Assignment: The exercise calls for a faithful copy of all the data.
[Start of Attachment]
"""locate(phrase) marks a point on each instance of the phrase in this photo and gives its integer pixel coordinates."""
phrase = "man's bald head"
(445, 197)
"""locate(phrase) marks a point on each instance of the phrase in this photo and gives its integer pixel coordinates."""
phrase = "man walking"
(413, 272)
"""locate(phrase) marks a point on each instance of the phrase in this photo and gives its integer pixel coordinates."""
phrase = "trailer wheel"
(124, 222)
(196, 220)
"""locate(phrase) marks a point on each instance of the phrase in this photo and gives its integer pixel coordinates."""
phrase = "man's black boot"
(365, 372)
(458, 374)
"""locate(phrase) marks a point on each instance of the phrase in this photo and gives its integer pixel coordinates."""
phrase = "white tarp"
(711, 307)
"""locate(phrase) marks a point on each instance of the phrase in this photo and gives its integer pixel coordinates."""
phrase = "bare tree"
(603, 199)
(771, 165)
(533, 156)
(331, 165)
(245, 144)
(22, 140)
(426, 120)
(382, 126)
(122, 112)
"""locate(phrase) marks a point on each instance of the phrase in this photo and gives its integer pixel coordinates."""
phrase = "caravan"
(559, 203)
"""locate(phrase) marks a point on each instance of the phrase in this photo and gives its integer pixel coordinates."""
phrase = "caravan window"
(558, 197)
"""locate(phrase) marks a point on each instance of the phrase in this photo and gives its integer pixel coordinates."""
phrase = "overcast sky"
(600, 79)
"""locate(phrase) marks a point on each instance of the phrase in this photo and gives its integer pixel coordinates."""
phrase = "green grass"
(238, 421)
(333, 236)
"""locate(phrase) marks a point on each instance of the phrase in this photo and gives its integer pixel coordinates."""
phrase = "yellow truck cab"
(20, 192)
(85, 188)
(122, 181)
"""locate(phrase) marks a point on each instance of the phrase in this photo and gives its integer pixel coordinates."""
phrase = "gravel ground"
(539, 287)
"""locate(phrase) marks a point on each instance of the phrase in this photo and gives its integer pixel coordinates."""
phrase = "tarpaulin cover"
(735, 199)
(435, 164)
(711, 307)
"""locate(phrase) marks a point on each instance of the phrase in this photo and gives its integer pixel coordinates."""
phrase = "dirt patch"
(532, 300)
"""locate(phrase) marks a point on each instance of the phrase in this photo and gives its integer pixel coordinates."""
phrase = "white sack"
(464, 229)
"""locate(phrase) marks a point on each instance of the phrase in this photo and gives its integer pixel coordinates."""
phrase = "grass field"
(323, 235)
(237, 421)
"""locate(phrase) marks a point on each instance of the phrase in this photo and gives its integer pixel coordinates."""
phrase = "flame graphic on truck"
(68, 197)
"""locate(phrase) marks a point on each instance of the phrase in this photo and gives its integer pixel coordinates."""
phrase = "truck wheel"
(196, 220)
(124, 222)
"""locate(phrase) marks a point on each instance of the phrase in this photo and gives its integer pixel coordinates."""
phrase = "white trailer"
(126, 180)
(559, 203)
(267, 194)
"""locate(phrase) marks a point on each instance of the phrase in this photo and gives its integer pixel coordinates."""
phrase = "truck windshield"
[End of Attachment]
Output of the task:
"""locate(phrase) marks a point on each instance of the phrase in this photo and gives its integer pixel coordinates."""
phrase = "man's bald head"
(445, 197)
"""locate(phrase) marks a point on each instance of the phrase in this photo and gives its integer pixel coordinates."""
phrase = "man walking"
(413, 272)
"""locate(phrase) marks a point on each instance of the phrase in this photo and gives its integer pixel coordinates."""
phrase = "trailer wheel"
(124, 222)
(196, 220)
"""locate(phrase) marks a point on each instance of the phrase in this photo and gives its integer pixel coordinates."""
phrase = "man's black boot"
(365, 372)
(458, 374)
"""locate(phrase) marks a point on each instance of the phrase in this photo and gives its integer pixel coordinates."""
phrase = "white tarp"
(711, 307)
"""locate(phrase) marks a point on each instance of the phrase in this photo and gives its integer pixel coordinates."""
phrase = "bare tree"
(603, 199)
(771, 165)
(533, 156)
(331, 165)
(245, 144)
(22, 140)
(426, 120)
(382, 126)
(122, 112)
"""locate(phrase) marks a point on each instance of the phrase in this photo and gives its integer pixel coordinates."""
phrase = "caravan"
(559, 203)
"""locate(phrase) marks a point on each instance of the phrase in this photo and gives its integer pixel coordinates."""
phrase = "caravan window"
(558, 197)
"""locate(phrase) marks a point on each instance of the phrase in this photo and gives its integer pixel coordinates."""
phrase = "overcast sky"
(600, 79)
"""locate(phrase) marks a point on each instance of the phrase in this photo and gives its integer pixel coordinates."""
phrase = "green grass"
(238, 421)
(333, 236)
"""locate(phrase) marks a point on each instance of the phrase in this photo and gives its integer pixel coordinates."""
phrase = "yellow truck cab"
(20, 192)
(85, 188)
(122, 181)
"""locate(phrase) marks a point on each instance of the phrase in this photo and gives its integer pixel coordinates."""
phrase = "gravel ground"
(539, 287)
"""locate(phrase) marks a point on each instance of the phrase in this photo and gives its integer pixel coordinates."""
phrase = "tarpaulin cover"
(735, 199)
(435, 164)
(711, 307)
"""locate(phrase) marks a point on each instance of the phrase in this photo and gives its integer pixel coordinates."""
phrase = "dirt patch"
(532, 300)
"""locate(phrase) marks a point on each instance of the phrase in this photo and gives its integer pixel coordinates."""
phrase = "white sack"
(464, 229)
"""locate(phrase) marks a point on each instance of the phrase in this photo and gives its integer pixel coordinates."""
phrase = "grass field"
(323, 235)
(237, 421)
"""locate(phrase) marks a point on each instance of the phrase in this photo and gives its integer pixel coordinates."""
phrase = "flame graphic on truck"
(68, 197)
"""locate(phrase) marks a point on each instance of the phrase in this photo and gives its integer pixel coordinates."""
phrase = "truck wheel"
(196, 220)
(124, 222)
"""locate(phrase) marks a point on each instance of the phrase in this photo and gives its integer pixel coordinates."""
phrase = "white trailer"
(126, 180)
(559, 203)
(267, 194)
"""locate(phrase) marks a point on each instance of the phrase in this photo and gives its integer pixel coordinates."""
phrase = "truck windshield"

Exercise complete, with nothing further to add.